Remember above where we were determining Jeff's impact on Ivan the atom? Well, we determined that there was only an impact if a point on Ivan's surface was inside Jeff's van der Waals radius. This solves the problem for a ball of radius 0 Å. To solve for an arbitrary radius r, we need to make sure that the point on Ivan's surface must be farther away than any other atom Jeff's van der Waals radius plus this ball diameter (twice its radius r). In other words, the ball must be able to fit between Ivan and Jeff's van der Waals surfaces without breaching into their volumes. If this ball represents water, this computes what is known as Ivan's solvent accessible surface area (SASA).

Let's summarize briefly. We are devising a method to compute SASA, the amount of area available for our molecule to interact with water. We can fulfill this lofty goal through a couple of steps.

  1. Define ball radius r = 1.4 Å (for water).
  2. For an atom Ivan, create a random point on its van der Waals surface.
  3. Check if that point is within the ball radius r plus the van der Waals radius of another atom Jeff.
  4. Run steps 2 and 3 for a number N times and count the number of points P of Ivan's that were not impact by another atom.
  5. Compute SASA for Ivan as (P/N)4πr2.
  6. Continue steps 2-5 for all atoms in the system. Sum up SASA for every atom, and this gives SASA for your molecule.

ENTRIES PROVIDED =
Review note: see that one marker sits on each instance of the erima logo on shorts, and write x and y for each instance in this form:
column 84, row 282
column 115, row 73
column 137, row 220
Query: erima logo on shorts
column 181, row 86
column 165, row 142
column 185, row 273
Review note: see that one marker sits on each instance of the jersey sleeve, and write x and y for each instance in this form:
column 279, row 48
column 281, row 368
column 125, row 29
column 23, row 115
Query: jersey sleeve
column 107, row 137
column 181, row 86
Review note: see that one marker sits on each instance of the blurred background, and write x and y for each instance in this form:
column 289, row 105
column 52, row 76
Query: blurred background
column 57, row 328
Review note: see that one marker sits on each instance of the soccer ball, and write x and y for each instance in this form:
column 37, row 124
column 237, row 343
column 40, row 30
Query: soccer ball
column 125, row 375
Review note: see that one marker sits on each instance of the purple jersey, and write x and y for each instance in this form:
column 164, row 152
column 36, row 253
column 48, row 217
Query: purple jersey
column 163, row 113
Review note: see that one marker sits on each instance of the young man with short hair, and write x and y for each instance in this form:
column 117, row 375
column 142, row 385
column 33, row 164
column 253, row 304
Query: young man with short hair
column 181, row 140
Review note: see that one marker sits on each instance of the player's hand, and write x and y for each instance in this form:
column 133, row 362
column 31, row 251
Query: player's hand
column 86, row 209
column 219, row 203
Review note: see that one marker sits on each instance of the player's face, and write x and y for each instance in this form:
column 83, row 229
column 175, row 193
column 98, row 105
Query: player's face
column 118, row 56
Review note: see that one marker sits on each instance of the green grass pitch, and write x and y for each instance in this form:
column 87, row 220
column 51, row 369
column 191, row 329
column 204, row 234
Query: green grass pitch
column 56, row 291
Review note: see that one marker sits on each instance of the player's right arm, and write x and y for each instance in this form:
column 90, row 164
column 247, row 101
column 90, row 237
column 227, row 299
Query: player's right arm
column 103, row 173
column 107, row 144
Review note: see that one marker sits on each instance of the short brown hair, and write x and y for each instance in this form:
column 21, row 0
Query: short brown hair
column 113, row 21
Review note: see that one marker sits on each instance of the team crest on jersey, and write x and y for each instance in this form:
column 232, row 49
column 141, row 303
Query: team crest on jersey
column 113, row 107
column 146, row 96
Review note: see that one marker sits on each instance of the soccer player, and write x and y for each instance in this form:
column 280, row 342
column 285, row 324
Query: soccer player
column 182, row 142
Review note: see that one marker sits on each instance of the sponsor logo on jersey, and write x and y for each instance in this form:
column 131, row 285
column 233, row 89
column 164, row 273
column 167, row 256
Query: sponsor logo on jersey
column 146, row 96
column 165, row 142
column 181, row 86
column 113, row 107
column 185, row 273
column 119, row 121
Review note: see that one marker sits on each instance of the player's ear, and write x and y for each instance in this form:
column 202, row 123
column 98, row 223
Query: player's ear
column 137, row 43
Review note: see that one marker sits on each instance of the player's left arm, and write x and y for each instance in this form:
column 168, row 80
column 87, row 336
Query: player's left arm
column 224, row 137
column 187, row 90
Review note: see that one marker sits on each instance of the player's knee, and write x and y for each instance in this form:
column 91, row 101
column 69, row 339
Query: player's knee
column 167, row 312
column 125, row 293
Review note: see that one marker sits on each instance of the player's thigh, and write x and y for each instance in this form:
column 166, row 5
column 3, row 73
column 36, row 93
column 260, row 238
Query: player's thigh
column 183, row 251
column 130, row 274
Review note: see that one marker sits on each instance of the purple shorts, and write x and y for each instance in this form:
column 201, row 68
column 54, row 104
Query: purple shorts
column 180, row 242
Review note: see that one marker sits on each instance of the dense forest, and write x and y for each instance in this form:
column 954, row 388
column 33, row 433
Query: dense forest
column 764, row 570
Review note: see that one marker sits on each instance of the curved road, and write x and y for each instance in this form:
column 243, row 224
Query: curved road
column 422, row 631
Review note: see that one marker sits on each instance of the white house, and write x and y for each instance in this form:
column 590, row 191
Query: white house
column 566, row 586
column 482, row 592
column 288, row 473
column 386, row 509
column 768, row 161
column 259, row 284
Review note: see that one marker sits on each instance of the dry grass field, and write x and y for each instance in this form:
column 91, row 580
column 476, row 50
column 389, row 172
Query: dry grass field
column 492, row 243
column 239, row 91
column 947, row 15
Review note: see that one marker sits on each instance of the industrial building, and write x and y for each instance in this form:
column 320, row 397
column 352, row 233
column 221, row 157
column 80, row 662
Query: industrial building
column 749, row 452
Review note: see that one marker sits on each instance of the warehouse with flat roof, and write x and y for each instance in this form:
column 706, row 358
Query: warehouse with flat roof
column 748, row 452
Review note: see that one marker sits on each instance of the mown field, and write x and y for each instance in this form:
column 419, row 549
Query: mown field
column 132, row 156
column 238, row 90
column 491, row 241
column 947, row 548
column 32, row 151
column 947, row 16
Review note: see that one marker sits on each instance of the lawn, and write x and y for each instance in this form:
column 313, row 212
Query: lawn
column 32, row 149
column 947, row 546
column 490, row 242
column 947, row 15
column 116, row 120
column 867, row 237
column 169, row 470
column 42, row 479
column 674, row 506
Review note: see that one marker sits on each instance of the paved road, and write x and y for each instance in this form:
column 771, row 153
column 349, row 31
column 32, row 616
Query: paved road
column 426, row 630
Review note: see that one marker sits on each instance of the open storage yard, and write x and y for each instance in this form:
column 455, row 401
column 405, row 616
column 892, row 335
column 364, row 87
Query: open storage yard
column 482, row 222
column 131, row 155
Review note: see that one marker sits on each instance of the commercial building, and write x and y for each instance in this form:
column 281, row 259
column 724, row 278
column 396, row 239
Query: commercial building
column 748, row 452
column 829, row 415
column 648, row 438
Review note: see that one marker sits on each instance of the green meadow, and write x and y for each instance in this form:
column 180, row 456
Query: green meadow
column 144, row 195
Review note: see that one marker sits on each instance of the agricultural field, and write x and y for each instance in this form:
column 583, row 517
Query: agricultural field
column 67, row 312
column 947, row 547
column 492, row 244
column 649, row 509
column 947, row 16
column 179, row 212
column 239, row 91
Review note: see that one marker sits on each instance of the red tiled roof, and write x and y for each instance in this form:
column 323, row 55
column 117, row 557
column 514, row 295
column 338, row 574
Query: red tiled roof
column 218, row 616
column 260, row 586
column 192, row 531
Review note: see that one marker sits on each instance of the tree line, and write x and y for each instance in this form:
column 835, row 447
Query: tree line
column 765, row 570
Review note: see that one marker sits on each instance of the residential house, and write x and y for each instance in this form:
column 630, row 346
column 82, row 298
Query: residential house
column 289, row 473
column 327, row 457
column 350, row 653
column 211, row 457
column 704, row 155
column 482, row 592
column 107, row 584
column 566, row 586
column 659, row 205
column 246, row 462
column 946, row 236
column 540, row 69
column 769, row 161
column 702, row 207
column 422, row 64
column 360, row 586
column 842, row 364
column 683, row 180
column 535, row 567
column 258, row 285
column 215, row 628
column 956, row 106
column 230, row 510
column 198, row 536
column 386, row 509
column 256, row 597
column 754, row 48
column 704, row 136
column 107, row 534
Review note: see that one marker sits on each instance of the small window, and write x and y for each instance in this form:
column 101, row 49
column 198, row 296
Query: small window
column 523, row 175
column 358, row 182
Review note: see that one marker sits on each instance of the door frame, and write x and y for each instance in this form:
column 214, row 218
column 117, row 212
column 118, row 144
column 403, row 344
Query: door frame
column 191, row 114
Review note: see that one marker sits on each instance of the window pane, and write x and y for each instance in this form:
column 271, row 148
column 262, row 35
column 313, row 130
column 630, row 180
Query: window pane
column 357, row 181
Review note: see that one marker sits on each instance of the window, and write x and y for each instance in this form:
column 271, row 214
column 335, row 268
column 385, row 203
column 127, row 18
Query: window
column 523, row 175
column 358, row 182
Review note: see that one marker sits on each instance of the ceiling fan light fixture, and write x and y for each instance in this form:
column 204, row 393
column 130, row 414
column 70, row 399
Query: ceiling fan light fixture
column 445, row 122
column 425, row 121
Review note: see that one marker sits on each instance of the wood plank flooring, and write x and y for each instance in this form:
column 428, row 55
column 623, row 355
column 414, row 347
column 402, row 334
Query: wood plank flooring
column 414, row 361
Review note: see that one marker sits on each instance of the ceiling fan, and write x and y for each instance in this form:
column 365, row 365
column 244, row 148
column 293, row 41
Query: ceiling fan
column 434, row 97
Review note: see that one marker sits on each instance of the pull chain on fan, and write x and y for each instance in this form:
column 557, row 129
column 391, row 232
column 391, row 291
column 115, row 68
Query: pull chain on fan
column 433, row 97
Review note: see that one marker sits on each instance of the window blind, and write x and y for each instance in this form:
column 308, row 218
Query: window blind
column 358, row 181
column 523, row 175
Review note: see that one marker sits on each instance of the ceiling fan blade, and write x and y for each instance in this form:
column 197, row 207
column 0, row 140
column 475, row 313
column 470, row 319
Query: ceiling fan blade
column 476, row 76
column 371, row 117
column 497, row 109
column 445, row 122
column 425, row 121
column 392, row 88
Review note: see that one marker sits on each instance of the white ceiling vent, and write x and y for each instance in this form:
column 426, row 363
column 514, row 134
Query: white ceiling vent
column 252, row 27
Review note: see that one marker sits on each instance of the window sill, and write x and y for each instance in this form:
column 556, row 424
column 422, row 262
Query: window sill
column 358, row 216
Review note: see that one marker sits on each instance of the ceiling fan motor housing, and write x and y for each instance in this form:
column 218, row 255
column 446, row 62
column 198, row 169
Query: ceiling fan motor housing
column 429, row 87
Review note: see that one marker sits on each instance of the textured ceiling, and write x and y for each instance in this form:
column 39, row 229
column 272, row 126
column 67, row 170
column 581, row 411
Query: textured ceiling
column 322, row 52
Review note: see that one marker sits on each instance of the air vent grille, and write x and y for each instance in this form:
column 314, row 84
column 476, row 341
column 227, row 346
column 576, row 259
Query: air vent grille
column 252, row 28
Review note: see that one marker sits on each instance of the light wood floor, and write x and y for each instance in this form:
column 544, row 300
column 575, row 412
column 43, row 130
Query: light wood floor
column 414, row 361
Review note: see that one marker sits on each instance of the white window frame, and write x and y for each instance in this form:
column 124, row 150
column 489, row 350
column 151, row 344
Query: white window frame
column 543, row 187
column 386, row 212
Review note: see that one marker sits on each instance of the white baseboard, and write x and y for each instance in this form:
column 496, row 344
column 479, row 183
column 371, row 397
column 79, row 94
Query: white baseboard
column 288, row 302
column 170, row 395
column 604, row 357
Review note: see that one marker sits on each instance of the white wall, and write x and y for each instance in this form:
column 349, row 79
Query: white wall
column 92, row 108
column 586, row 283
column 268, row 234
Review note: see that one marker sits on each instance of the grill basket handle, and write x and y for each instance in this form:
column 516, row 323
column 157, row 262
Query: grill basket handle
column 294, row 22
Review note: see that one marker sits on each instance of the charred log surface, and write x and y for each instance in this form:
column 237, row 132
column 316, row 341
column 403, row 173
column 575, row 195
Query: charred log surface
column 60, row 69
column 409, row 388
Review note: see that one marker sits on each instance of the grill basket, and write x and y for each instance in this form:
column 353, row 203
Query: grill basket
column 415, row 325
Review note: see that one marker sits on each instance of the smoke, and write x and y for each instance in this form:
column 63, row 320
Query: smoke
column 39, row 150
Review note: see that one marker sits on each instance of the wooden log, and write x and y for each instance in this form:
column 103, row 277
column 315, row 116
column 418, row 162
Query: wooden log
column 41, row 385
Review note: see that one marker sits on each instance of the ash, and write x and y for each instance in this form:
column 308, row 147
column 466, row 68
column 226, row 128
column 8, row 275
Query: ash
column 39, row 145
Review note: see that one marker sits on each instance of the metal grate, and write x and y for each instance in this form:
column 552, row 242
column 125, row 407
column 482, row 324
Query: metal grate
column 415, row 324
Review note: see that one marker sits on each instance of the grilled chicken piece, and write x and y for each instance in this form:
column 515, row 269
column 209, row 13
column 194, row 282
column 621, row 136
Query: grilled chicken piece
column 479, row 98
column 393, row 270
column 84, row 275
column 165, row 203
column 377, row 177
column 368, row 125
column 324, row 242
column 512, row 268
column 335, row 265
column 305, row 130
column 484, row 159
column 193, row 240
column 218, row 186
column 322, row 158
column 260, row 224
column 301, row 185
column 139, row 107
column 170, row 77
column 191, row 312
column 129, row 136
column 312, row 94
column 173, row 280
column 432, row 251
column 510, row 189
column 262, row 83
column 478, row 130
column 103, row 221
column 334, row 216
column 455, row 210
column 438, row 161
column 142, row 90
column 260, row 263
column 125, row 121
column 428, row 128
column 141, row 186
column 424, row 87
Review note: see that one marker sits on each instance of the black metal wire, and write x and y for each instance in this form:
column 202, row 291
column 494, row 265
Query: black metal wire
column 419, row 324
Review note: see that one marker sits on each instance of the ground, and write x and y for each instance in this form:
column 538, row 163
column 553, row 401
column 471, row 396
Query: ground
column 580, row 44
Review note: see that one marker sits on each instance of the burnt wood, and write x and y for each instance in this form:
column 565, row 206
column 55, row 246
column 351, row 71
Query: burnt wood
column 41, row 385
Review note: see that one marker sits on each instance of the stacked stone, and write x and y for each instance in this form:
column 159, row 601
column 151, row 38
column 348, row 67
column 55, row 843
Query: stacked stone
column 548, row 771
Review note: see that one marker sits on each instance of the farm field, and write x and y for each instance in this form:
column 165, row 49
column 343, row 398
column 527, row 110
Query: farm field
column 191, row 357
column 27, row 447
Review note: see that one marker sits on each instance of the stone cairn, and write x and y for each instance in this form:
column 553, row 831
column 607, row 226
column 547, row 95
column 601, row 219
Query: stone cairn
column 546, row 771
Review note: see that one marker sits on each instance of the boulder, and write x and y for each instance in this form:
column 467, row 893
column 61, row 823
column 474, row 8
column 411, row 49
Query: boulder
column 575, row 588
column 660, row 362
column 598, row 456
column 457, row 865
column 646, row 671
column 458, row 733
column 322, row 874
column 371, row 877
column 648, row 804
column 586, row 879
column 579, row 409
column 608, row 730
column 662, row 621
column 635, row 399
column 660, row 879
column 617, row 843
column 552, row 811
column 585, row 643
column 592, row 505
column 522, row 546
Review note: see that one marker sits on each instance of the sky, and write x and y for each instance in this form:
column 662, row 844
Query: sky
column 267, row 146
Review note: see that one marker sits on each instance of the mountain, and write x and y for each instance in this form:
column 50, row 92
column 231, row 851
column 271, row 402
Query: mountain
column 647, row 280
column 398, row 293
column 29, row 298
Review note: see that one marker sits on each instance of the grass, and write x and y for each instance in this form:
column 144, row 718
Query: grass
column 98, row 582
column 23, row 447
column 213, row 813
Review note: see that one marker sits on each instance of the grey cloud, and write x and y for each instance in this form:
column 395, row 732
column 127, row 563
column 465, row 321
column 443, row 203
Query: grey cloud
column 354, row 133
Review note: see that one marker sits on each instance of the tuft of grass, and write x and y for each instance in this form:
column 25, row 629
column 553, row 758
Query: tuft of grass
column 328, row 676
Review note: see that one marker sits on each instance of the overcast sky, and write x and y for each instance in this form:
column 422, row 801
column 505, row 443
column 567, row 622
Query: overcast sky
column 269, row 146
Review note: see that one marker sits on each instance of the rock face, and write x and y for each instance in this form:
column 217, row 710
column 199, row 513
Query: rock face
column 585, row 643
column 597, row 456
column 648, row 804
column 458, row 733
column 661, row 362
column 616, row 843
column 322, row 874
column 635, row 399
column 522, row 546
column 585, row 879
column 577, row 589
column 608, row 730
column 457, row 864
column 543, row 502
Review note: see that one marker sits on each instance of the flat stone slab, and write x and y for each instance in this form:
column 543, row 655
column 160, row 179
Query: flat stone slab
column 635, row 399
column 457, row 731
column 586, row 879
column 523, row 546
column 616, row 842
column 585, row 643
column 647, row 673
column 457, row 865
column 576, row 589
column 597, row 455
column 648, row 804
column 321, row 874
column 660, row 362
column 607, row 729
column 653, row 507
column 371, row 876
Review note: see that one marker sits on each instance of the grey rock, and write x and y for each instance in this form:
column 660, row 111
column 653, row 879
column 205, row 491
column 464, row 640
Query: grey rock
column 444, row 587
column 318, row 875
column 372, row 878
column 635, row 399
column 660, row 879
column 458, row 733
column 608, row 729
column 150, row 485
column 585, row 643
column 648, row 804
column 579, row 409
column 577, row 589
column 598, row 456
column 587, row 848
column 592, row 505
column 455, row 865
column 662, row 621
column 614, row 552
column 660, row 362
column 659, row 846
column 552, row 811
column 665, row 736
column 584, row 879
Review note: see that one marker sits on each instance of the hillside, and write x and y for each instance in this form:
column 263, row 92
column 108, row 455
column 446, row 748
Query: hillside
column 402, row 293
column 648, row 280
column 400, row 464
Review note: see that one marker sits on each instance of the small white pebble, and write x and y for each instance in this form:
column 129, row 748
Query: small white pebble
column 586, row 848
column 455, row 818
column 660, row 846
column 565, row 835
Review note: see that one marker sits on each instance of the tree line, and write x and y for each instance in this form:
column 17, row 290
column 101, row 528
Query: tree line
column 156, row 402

EXERCISE BRIEF = Carry on the explanation of computing solvent accessible surface area from its last step.

RESULT OF THE TASK =
The steps described are, in essence, the algorithm proposed by Shrake and Rupley in 1973. The procedure is described in very broad terms, and there's no specifics in terms of how to address this programmatically. For instance, we neglected to mention the computational complexity of this task. The steps above have a complexity of O(n2) because, for all atoms n, we are comparing that atom between all other n atoms. We can simplify this by setting up a pairlist to minimize the computational burden. We've considered these problems in LLTK produced by Lockhart Lab, which includes SASA in its analysis tools. The full code for the SASA analysis function can be viewed via our git repository. Basically, to get SASA up and running, we will do a few things highlighted in the code snippet below.


# Import LLTK
import LLTK.io
import LLTK.analysis

# Load in structure
structure=LLTK.io.read_pdb("my_protein.pdb")

# Compute SASA
sasa=LLTK.analysis.sasa(structure,probe=1.4)


In practice, this can get a little bit more complicated. Let's say that we have a molecule and want to compute SASA, but we only want to output SASA for a few atoms out of that entire molecule. Here, we will presume that, for our subset of atoms, they can still be potentially impacted by all atoms in the system. If we have a list of atom indices in our structure to designate the subset, we can modify our code to only output the contribution of that subset to total SASA.


# Define a subset of atoms (this particular subset is arbitrary)
subset=[0, 1, 2, 3]

# Compute SASA for subset
sasa=LLTK.analysis.sasa(structure,subset,probe=1.4)


This is particularly useful, say, if we had a protein and wanted to compute SASA for each amino acid in the protein. This information could directly tell us, for instance, which amino acids are on the surface and which are buried. We could also compute SASA for amino acids in the presence of some ligand and use the change in SASA between the bound and unbound states to tell us to which amino acids the ligand prefers to bind. This is precisely what we did in a previous work when we used SASA to probe whether ibuprofen polar or apolar atoms bind to Aβ peptides.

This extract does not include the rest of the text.